* **The problem**
Exactly the lines from the one with "Target: sandy ground" to the end of the data below should be set down, and no others.

== Stored data ==

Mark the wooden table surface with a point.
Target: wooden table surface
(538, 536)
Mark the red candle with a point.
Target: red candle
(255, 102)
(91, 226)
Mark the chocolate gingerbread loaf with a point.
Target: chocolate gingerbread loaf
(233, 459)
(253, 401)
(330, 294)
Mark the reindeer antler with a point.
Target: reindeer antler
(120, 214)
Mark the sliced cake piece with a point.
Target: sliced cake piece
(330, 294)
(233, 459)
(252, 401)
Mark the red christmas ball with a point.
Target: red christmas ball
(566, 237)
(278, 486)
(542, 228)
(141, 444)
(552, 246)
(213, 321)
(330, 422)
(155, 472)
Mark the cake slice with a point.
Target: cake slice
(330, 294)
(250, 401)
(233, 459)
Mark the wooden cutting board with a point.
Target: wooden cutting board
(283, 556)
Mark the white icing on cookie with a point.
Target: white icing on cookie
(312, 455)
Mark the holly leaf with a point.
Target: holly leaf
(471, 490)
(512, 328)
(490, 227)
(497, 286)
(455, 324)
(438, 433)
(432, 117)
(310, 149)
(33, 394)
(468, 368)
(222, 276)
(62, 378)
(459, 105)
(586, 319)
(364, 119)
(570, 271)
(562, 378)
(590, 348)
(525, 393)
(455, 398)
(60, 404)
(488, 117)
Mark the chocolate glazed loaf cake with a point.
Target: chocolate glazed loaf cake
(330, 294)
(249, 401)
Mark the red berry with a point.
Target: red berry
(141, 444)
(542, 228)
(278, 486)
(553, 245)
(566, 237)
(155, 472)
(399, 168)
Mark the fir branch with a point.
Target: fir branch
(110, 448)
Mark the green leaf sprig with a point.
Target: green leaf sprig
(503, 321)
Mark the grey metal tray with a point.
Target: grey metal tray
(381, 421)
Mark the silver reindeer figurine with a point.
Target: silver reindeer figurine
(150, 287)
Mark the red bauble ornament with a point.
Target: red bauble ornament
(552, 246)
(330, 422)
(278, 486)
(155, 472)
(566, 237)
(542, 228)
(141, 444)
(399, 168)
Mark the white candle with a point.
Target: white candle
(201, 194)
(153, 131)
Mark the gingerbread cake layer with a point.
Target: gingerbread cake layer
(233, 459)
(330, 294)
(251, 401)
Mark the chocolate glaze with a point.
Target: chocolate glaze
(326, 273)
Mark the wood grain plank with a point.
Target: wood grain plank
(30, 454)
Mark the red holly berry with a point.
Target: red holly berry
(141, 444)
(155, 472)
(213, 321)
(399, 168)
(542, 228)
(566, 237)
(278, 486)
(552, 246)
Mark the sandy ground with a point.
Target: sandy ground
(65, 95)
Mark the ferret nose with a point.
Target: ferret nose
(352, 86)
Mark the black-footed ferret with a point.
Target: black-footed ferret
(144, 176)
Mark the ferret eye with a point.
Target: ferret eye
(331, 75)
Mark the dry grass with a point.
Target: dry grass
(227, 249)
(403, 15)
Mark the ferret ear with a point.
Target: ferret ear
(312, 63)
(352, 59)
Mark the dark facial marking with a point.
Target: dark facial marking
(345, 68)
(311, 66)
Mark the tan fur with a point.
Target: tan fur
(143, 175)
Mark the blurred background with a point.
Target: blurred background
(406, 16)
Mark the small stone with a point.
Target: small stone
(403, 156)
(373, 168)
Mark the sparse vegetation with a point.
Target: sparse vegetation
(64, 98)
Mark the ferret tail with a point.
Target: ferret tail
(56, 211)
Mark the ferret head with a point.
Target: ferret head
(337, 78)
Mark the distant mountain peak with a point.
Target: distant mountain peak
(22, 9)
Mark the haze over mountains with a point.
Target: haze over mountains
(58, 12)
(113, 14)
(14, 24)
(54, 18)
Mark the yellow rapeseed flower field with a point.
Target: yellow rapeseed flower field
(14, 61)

===

* **Task answer**
Target: sandy ground
(65, 95)
Mark the ferret nose with a point.
Target: ferret nose
(352, 86)
Mark the black-footed ferret with a point.
Target: black-footed ferret
(144, 176)
Mark the ferret eye with a point.
Target: ferret eye
(331, 75)
Mark the dry grass with a point.
Target: dry grass
(227, 249)
(403, 15)
Mark the ferret ear with a point.
Target: ferret ear
(312, 63)
(352, 59)
Mark the dark facial marking with a point.
Target: dark facial marking
(345, 68)
(311, 66)
Mark the tan fur with a point.
Target: tan fur
(143, 175)
Mark the blurred background with a point.
Target: blurred background
(406, 16)
Mark the small stone with a point.
Target: small stone
(403, 156)
(373, 168)
Mark the sparse vegetation with a point.
Target: sparse vegetation
(64, 98)
Mark the ferret tail with a point.
Target: ferret tail
(56, 211)
Mark the ferret head with a point.
Target: ferret head
(337, 78)
Mark the distant mountain peak with a point.
Target: distant mountain peak
(22, 9)
Mark the haze over mountains with a point.
Target: haze over mountains
(58, 12)
(113, 14)
(14, 24)
(54, 18)
Mark the yellow rapeseed flower field with a point.
Target: yellow rapeseed flower field
(14, 61)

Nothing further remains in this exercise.